Friends,
This article in today’s Burlington Free Press goes beyond
the safety (and benefits) of nuclear power and its fuel, recommending new
nuclear plants in Vermont, although fueling them by establishing a reprocessing
plant in the near future is ‘unlikely.’ J
http://www.burlingtonfreepress.com/apps/pbcs.dll/article?AID=/20050810/OPINION/508100326/1006&theme=
Think
about nuclear energy in a rational manner
Published: Wednesday, August 10, 2005
Lately
we have been subjected to a number of rants against nuclear energy, and it
appears that we should now look at the subject in a more rational and
dispassionate manner.
We have been told, "In the 1970s, based on false promises, Vermont legislators chose
Vermont Yankee over a hydro project that would have provided electricity at a
fraction of the price paid for Vermont Yankee power. ..."
When I was studying electrical engineering at the University
of Vermont in the 1950s, it was well
known that almost all of the potential hydro-electric energy sources in Vermont had already been
developed. Is it really possible that 500 megawatts of new developable hydro
power appeared in the next 20 years? Just where and what is this "hydro
project" that our legislators rejected?
And if nuclear power is so expensive, why is it that whenever Vermont Yankee
shuts down for refueling, our electric bills contain a surcharge because our
suppliers have to buy more expensive replacement energy?
We have also been told "the nuclear industry has saddled the nation with
radioactive waste that will have to be stored for tens of thousands of years.
..." When we have shaken off the institutional paranoia about things
nuclear that a number or well-organized anti-nuclear groups have so assiduously
promoted, we will realize that these "nuclear wastes" are a very
valuable resource, which can be processed into fuel for future power reactors,
as well a providing a vast array of isotopes not found in nature which are
extremely valuable in such fields as biochemical and medical research. Until we
do so we must store them, of course. But it is important to note that that
storage is not a technical or engineering problem -- it is purely a political
problem, and had it not been for the lobbying of the Vermont Public Interest
Group and a large number of its clones, the federal government would have long
since kept its promise to provide a storage site, if not Yucca Mountain, then
an equally acceptable one.

### Data extracts
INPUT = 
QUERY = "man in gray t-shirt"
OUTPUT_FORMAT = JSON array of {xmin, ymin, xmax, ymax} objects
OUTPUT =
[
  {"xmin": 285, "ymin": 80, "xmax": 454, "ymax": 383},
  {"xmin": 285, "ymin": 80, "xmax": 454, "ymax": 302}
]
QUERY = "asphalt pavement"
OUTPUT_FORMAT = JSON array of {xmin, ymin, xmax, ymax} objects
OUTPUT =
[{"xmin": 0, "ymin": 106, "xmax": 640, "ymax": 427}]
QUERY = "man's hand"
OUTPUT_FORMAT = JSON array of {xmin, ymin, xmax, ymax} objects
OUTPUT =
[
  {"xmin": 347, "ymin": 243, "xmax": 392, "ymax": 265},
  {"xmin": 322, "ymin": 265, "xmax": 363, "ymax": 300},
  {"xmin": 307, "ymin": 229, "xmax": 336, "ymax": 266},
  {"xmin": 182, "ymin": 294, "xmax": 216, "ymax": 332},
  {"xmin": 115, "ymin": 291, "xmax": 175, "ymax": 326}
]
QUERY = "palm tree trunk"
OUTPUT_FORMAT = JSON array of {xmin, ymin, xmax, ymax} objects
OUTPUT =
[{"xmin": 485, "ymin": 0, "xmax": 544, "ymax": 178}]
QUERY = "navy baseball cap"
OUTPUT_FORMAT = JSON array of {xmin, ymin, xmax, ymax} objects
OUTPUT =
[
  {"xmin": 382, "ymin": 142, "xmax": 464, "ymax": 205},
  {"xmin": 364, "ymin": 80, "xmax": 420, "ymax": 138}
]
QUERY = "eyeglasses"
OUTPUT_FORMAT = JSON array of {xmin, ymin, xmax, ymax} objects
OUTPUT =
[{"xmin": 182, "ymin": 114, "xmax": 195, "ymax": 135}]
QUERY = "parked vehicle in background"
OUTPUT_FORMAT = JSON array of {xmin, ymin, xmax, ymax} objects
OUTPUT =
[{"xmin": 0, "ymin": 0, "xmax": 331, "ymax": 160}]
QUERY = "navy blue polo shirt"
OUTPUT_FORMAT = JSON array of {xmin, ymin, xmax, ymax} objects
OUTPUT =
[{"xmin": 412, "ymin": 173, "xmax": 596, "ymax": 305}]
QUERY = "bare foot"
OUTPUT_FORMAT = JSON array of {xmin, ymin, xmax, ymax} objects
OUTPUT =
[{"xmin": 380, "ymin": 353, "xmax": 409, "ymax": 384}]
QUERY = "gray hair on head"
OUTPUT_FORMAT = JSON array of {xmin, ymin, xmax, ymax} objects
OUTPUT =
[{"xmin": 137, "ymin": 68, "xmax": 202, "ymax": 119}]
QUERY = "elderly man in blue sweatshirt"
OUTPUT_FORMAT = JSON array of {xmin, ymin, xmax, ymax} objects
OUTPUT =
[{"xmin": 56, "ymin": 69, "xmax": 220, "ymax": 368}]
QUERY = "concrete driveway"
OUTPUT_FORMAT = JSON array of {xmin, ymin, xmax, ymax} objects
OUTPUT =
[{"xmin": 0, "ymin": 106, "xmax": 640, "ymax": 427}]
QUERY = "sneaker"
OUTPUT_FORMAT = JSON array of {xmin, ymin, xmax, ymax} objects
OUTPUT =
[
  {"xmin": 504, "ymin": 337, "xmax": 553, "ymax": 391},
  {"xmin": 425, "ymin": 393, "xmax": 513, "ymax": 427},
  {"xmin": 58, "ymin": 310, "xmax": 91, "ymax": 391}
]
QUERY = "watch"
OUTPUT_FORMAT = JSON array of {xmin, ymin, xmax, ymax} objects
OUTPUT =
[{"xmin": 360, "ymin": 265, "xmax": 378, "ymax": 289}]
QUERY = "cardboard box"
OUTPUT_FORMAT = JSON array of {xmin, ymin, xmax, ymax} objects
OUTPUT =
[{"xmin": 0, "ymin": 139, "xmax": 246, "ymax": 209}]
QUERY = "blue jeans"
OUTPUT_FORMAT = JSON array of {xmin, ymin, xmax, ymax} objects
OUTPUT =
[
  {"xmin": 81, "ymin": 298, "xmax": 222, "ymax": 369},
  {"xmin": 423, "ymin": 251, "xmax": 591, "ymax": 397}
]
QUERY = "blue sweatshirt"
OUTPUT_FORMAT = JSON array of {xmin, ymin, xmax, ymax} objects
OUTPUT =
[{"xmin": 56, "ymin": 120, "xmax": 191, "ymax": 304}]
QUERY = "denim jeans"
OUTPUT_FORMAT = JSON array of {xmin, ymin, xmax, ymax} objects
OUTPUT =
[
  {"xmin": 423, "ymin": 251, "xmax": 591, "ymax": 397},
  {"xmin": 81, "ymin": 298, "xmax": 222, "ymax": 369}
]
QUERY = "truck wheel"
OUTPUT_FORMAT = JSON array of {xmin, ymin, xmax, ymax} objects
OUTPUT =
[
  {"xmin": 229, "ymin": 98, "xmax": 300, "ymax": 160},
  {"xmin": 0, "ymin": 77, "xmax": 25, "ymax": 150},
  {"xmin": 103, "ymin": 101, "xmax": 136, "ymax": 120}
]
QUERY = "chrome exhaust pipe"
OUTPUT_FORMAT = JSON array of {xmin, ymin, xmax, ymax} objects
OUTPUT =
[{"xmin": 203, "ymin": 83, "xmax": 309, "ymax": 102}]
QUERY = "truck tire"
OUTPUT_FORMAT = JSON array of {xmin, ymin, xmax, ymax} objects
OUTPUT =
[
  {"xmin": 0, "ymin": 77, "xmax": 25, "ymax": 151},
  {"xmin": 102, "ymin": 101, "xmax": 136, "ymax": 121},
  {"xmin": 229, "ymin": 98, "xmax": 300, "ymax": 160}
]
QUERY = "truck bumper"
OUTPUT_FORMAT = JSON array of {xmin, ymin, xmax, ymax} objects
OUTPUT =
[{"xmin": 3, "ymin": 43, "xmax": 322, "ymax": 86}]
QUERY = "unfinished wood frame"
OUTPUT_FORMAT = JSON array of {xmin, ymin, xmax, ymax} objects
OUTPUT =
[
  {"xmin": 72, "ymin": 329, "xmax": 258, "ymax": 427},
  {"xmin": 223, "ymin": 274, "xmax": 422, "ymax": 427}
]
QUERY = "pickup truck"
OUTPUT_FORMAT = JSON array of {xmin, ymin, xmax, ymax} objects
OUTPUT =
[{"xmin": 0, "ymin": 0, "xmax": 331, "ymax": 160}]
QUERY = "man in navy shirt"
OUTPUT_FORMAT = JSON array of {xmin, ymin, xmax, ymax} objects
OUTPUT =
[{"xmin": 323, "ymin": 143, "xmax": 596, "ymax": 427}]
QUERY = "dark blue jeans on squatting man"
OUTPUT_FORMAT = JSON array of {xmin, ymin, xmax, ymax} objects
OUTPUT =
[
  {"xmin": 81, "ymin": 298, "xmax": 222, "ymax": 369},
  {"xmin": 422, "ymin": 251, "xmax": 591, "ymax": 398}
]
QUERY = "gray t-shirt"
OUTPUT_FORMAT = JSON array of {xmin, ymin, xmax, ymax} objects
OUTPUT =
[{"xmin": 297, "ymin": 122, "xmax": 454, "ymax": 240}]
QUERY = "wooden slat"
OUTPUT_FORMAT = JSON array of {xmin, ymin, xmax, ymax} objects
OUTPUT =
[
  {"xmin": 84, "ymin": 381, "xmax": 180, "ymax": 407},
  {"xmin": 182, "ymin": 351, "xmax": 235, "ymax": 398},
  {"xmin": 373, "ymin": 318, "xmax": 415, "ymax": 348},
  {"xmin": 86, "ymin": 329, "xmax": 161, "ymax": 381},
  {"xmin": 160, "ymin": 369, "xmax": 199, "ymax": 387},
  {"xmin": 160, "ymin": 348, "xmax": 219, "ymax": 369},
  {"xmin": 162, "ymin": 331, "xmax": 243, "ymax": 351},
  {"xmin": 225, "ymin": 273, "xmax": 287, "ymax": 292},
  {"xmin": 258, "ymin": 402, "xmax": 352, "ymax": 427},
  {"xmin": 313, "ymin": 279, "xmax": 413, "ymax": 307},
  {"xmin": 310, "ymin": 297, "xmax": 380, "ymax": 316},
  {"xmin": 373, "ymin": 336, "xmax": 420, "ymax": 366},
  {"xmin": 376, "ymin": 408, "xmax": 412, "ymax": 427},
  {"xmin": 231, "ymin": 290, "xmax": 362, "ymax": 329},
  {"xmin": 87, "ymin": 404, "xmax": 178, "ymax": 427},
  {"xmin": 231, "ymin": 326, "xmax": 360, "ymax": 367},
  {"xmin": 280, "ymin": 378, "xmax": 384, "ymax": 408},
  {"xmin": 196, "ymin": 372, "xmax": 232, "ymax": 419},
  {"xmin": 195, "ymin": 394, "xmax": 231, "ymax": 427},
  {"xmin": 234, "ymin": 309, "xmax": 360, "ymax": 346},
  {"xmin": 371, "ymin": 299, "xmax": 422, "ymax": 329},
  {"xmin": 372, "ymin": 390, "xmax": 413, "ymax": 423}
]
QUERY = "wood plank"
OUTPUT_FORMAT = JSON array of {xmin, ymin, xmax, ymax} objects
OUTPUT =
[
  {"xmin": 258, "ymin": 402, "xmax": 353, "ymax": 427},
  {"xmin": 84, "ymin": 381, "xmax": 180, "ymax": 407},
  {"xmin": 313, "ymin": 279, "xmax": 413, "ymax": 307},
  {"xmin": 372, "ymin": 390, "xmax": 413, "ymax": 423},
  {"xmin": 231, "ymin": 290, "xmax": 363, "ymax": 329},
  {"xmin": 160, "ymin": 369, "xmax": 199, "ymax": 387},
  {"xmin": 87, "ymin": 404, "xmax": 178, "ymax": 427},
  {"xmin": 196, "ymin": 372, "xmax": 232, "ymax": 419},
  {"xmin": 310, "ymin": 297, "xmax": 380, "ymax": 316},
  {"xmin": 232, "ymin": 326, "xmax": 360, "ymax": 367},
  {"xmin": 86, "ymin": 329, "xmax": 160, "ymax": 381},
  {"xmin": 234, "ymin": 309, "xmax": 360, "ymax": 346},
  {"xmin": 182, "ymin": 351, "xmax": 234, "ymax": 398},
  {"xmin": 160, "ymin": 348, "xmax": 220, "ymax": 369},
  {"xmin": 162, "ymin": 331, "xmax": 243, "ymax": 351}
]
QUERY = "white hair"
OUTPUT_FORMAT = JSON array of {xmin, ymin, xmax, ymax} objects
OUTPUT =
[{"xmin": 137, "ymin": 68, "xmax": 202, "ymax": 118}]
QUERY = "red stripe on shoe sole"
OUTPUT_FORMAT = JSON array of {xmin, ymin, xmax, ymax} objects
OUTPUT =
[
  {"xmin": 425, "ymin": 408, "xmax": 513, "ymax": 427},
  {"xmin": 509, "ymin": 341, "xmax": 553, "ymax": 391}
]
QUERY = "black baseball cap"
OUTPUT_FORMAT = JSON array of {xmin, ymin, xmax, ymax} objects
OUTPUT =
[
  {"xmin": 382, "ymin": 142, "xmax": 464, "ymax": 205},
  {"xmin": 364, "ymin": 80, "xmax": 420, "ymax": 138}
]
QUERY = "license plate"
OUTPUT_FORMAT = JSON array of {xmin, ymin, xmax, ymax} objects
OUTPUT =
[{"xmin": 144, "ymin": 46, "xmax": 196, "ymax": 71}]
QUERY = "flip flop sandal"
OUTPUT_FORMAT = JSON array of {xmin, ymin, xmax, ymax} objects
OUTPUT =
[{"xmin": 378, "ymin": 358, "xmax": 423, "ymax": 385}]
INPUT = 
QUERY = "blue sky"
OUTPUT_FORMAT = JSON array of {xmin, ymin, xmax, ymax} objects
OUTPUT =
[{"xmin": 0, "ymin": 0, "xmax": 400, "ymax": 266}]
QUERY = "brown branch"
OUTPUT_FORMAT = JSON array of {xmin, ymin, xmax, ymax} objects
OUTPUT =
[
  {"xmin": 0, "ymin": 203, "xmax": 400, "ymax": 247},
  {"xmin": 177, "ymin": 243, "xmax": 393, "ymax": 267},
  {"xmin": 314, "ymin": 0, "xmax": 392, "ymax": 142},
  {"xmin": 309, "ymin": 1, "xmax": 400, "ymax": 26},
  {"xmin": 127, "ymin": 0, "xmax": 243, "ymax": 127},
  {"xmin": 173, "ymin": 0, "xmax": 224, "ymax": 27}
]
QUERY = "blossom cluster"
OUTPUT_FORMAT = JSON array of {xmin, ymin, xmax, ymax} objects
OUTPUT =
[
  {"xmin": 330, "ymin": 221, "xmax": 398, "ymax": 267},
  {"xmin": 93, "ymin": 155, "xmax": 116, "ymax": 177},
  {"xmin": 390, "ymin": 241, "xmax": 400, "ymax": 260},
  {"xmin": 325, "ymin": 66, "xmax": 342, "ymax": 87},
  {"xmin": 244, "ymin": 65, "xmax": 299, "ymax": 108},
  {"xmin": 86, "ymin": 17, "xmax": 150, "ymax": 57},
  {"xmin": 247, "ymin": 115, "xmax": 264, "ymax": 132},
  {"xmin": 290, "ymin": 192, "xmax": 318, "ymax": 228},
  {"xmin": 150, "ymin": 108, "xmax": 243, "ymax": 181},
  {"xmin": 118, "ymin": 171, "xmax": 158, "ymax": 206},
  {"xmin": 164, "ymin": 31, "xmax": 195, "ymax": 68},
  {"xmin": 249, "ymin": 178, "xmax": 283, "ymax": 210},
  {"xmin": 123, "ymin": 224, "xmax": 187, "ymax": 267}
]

### Work to complete
1. Answer these from the nuclear energy piece, one line each:
(a) On what date was it published?
(b) In which decade was the writer studying electrical engineering at the University of Vermont?
(c) Which group does the writer blame for lobbying that kept the federal government from providing a storage site?
2. Please carry the nuclear energy piece forward, starting right after its final sentence.

### Responses for each task
1.
(a) Wednesday, August 10, 2005
(b) The 1950s
(c) The Vermont Public Interest Group

2.
We have also been told that the nuclear industry has received nearly $150
billion in taxpayer subsidies since World War II, and that "Wind beats
nuclear hands-down on cost and solar power costs are dropping fast." Why
then are there calls for massive tax incentives for wind power? Is one man's
"tax incentive" another man's "subsidy"? And looking into
various catalogs I find solar panels priced at about ten times the cost per
installed peak kilowatt as the accepted cost per peak kilowatt for conventional
(oil, gas, coal) generating plants.
Wind and solar will be important components of Vermont's energy supply, but
until an economically feasible method of storing large amounts of energy when
the wind is blowing or the sun is shining for use when they are not, wind and
solar cannot become part of our base-load power supply, which must be reliably
present 24 hours per day and 365 days per year. The only proven large scale
energy storage method we have today is pumped storage, which involves building
lakes at different elevations separated by a dam with pumping and generation
capacity. Except in very scarce localities where existing landforms are
favorable it is very expensive which means that it raises the price of energy
to the consumer.
The only way that we can make Vermont
energy-independent in the near future is to establish a nuclear fuel
reprocessing plant to reuse Vermont Yankee's spent fuel and to build a pair of
1000-mw nuclear power plants to use its product (one should be in northwestern Vermont where the
preponderance of energy demand resides). For more details on the reprocessing
of nuclear fuels, the reader is referred to an article of that name in the
December 1976 (yes that is correct -- 1976) edition of Scientific American,
pages 30-41, a publication that is very clear and readable.
And as for the claim that nuclear energy is not "green," which I take
to mean that it somehow degrades the environment, it is evident that it
produces no air or water pollution or greenhouse gases. Nuclear has a forty
year safety record superior to any other form of electric generation, and does
not depend on foreign sources of oil or gas. Also it will, in the future, be
essential to the transition to a hydrogen transportation economy (automobiles
and trucks running on hydrogen rather than gasoline or diesel fuel), since
electricity is needed to break down water into hydrogen and oxygen.